Required work> Rewrite the material from its first line through the line containing "948 521 L 934", renaming "sample output" to "reference output" and keeping everything else unchanged.
■ ■ ■ ■ ■
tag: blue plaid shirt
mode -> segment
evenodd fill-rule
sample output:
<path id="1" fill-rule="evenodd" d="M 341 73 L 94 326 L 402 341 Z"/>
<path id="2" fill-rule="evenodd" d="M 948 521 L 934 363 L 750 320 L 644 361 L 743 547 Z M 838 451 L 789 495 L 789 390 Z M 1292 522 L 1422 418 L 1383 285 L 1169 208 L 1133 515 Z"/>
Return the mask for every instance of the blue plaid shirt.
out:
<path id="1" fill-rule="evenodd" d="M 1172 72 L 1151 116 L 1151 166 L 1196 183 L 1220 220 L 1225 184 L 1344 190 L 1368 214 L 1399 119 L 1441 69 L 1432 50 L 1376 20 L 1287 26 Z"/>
■ ■ ■ ■ ■
Answer to the problem>
tag: blue plaid shirt
mode -> segment
evenodd fill-rule
reference output:
<path id="1" fill-rule="evenodd" d="M 341 73 L 94 326 L 402 341 Z"/>
<path id="2" fill-rule="evenodd" d="M 948 521 L 934 363 L 750 320 L 644 361 L 743 547 Z M 838 451 L 789 495 L 789 390 Z M 1292 522 L 1422 418 L 1383 285 L 1169 208 L 1133 515 Z"/>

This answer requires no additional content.